--- start Supplied records ---
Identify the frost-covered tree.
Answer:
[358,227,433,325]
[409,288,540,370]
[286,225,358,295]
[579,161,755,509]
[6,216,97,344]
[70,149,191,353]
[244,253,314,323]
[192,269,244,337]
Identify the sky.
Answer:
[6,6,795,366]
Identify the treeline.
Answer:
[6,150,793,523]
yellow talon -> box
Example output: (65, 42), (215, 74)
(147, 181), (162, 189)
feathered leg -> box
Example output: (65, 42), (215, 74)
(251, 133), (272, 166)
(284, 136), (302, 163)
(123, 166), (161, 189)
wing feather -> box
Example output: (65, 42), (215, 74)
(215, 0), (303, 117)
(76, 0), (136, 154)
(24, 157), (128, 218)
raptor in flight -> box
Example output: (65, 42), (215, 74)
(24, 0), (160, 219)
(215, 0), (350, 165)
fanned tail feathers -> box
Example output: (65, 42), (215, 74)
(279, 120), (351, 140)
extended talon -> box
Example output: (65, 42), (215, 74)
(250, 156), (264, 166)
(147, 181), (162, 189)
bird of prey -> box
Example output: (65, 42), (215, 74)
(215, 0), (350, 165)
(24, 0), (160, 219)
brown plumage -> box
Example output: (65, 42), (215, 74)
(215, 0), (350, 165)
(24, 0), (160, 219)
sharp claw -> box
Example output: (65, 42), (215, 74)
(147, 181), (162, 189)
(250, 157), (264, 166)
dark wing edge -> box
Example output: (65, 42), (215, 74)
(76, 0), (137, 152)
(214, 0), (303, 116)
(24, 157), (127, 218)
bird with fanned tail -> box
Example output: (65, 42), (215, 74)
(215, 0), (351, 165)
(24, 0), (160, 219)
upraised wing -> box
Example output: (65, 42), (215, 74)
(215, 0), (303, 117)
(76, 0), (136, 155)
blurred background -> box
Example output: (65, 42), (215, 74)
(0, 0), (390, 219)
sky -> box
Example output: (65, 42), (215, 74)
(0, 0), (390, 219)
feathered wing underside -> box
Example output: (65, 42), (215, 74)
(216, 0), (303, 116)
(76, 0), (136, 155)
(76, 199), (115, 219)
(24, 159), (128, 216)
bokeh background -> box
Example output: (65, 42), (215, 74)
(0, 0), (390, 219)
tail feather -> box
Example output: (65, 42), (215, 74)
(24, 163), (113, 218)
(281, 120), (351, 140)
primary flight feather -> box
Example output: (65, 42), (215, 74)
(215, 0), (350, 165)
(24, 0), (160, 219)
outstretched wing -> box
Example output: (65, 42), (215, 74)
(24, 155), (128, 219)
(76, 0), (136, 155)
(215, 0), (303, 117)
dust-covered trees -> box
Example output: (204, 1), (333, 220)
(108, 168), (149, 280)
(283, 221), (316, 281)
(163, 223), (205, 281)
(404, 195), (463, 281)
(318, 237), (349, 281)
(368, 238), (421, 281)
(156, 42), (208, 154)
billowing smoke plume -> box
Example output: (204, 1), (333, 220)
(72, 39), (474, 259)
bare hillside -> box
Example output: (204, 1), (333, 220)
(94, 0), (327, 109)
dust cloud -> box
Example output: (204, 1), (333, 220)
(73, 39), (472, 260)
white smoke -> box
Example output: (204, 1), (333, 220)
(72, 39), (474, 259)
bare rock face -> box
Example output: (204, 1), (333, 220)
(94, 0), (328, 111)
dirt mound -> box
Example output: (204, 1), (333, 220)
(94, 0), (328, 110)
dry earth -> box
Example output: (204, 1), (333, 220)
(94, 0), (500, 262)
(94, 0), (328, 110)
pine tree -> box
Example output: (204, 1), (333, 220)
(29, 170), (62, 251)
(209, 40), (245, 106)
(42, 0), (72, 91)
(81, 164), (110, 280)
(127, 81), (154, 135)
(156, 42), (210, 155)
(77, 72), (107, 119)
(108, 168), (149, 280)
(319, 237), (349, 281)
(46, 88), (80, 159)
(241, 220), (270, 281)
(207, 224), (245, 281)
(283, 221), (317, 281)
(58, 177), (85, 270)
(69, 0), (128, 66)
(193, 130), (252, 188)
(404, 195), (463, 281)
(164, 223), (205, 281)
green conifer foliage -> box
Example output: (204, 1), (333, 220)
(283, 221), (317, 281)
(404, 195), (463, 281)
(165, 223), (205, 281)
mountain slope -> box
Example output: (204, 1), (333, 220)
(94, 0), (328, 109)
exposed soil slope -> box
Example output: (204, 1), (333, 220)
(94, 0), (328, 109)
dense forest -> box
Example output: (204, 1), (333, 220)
--- end Supplied records ---
[Aim] Copy out all of the material above word for word, keeping every line unchanged.

[Output]
Identify the frost-covered tree.
Answer:
[358,227,433,325]
[409,288,540,370]
[286,225,358,295]
[579,161,755,509]
[6,216,97,344]
[70,149,191,353]
[244,253,314,323]
[192,269,244,337]
Identify the sky.
Answer:
[6,6,795,366]
Identify the treeline.
Answer:
[6,150,793,523]
yellow talon -> box
Example output: (65, 42), (215, 74)
(147, 181), (162, 189)
feathered leg -> box
Example output: (65, 42), (215, 74)
(251, 133), (272, 166)
(284, 136), (302, 163)
(123, 166), (161, 189)
wing feather -> box
Example output: (65, 42), (215, 74)
(215, 0), (303, 117)
(76, 0), (136, 154)
(24, 157), (128, 218)
raptor in flight -> box
Example output: (65, 42), (215, 74)
(24, 0), (160, 219)
(215, 0), (350, 165)
fanned tail feathers -> box
Example output: (65, 42), (215, 74)
(279, 120), (351, 140)
extended talon -> box
Example output: (65, 42), (215, 74)
(250, 156), (264, 166)
(147, 181), (162, 189)
bird of prey -> box
Example output: (65, 42), (215, 74)
(215, 0), (350, 165)
(24, 0), (160, 219)
brown plumage -> box
Example output: (65, 42), (215, 74)
(215, 0), (350, 165)
(24, 0), (160, 219)
sharp claw -> box
Example output: (65, 42), (215, 74)
(147, 181), (162, 189)
(250, 157), (264, 166)
dark wing edge -> box
Example output: (65, 42), (215, 74)
(76, 0), (137, 152)
(214, 0), (303, 116)
(24, 157), (127, 218)
bird with fanned tail -> box
Example output: (65, 42), (215, 74)
(215, 0), (351, 165)
(24, 0), (160, 219)
upraised wing -> box
Example output: (65, 42), (215, 74)
(215, 0), (303, 117)
(76, 0), (136, 155)
blurred background -> box
Example output: (65, 42), (215, 74)
(0, 0), (390, 219)
sky -> box
Example output: (65, 42), (215, 74)
(0, 0), (390, 219)
feathered wing underside -> box
Example output: (65, 42), (215, 74)
(216, 0), (303, 116)
(76, 0), (136, 155)
(76, 199), (115, 219)
(24, 159), (128, 216)
bokeh background -> box
Example output: (65, 42), (215, 74)
(0, 0), (390, 219)
tail feather -> box
Example output: (65, 42), (215, 74)
(24, 163), (113, 218)
(281, 120), (351, 140)
primary flight feather -> box
Example output: (65, 42), (215, 74)
(215, 0), (350, 165)
(24, 0), (160, 219)
outstretched wing -> box
Example output: (65, 42), (215, 74)
(24, 155), (128, 219)
(76, 0), (136, 155)
(215, 0), (303, 117)
dust-covered trees -> box
Example output: (204, 1), (333, 220)
(108, 168), (149, 280)
(283, 221), (316, 281)
(163, 223), (205, 281)
(404, 195), (463, 281)
(318, 237), (349, 281)
(368, 238), (421, 281)
(156, 42), (208, 154)
billowing smoke plume -> box
Example output: (204, 1), (333, 220)
(72, 39), (474, 259)
bare hillside -> box
Example output: (204, 1), (333, 220)
(94, 0), (327, 109)
dust cloud -> box
Example output: (204, 1), (333, 220)
(73, 39), (472, 260)
white smoke -> box
Example output: (204, 1), (333, 220)
(72, 39), (474, 259)
bare rock face -> box
Example output: (204, 1), (333, 220)
(94, 0), (328, 111)
dirt mound -> box
Example output: (204, 1), (333, 220)
(94, 0), (328, 110)
dry earth -> box
Example output: (204, 1), (333, 220)
(94, 0), (500, 262)
(94, 0), (328, 110)
pine tree -> box
Example output: (204, 1), (333, 220)
(29, 170), (62, 251)
(209, 40), (245, 106)
(42, 0), (72, 91)
(81, 164), (110, 280)
(127, 81), (154, 135)
(156, 42), (210, 155)
(77, 72), (107, 119)
(108, 168), (149, 280)
(319, 237), (349, 281)
(46, 88), (80, 159)
(241, 220), (270, 281)
(207, 224), (245, 281)
(283, 221), (317, 281)
(58, 177), (85, 270)
(69, 0), (128, 66)
(193, 130), (252, 188)
(404, 195), (463, 281)
(164, 223), (205, 281)
green conifer foliage -> box
Example output: (204, 1), (333, 220)
(283, 221), (317, 281)
(404, 195), (463, 281)
(165, 223), (205, 281)
mountain slope -> box
Example output: (204, 1), (333, 220)
(94, 0), (328, 109)
exposed soil slope -> box
Example output: (204, 1), (333, 220)
(94, 0), (328, 109)
dense forest -> box
Example output: (204, 1), (333, 220)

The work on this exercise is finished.